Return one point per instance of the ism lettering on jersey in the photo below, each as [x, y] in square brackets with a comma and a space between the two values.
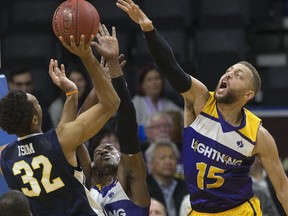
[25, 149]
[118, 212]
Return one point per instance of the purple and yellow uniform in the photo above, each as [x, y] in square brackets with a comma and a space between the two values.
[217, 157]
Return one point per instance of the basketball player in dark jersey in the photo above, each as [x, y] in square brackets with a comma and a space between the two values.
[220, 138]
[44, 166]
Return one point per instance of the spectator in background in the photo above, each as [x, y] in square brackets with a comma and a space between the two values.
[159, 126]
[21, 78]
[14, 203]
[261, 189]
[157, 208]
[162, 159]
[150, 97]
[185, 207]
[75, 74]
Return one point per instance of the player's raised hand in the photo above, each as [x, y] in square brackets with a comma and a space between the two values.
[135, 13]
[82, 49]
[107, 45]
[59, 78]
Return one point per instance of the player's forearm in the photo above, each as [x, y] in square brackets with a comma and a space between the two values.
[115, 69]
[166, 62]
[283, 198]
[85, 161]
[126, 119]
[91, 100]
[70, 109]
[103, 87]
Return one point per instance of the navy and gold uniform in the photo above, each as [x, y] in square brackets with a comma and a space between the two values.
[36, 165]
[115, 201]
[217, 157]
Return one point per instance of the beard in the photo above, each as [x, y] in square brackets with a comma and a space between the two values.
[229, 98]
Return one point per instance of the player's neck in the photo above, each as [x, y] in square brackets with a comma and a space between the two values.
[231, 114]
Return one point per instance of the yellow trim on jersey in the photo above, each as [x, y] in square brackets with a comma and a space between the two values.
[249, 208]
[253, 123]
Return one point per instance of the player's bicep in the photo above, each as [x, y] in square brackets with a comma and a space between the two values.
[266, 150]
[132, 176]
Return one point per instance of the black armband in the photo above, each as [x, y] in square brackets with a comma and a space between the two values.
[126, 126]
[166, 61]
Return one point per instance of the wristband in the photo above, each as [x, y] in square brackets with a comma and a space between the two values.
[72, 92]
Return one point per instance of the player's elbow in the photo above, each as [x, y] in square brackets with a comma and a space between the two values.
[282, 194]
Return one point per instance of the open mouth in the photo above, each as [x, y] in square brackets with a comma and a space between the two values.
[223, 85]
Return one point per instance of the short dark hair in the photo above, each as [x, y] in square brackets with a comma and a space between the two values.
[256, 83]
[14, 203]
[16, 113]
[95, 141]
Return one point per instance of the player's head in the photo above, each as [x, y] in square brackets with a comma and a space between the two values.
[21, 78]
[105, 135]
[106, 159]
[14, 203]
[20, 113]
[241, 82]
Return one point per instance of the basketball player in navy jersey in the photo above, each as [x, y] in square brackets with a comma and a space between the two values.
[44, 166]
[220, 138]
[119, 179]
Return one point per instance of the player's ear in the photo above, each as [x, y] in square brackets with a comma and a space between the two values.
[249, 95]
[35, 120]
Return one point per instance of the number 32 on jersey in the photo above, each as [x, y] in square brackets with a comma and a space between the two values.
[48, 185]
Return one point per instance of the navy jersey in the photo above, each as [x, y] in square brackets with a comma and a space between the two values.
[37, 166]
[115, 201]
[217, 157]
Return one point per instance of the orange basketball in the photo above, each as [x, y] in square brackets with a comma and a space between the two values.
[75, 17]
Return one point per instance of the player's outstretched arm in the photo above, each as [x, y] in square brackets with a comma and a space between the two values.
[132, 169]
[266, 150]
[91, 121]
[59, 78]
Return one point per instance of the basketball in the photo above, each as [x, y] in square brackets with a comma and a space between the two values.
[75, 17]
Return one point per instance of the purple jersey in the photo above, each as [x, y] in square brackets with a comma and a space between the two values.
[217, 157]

=== TASK TO CARRY OUT ===
Set down exactly the lines of the material above from the one with "Return one point per instance of the basketball player in navy" through the end. Include both ends and nothing else.

=== WRITTEN ANSWER ===
Return one point per instance of the basketball player in navy jersey in the photo above, each as [x, y] in square brackets with a comma and a space between the two values.
[44, 166]
[220, 138]
[119, 179]
Return one point per instance of the player's ear in the photo above, each as [x, y] in square brackets with a comma and a space between the two values.
[249, 95]
[35, 120]
Return one point per instance of the number 32 on jersey in the photo above, each as [x, y] in square brackets with a comma and a space between the two values.
[48, 185]
Return one point per instance of the navy jersey in the photo above, each as [x, y] in square brackets with a comma and a space between the two values.
[37, 166]
[115, 201]
[217, 157]
Return one point per instance of the orange basketball in the photo above, each as [x, y] in square brackets with a comma and a space between the two values.
[75, 17]
Return one point per instance of the player's outstretched arm in the photo above, each as [x, y] in square brackets with a comma and a space between the two values.
[132, 169]
[266, 150]
[91, 121]
[59, 78]
Return one point per instance of the basketball in the photo above, each as [x, y] in square brackets with a comma and a space between the two values.
[75, 17]
Return one point per instance of the purple jersey in the photo above, each as [x, y] in square brackets with a comma and a space between the two values.
[217, 157]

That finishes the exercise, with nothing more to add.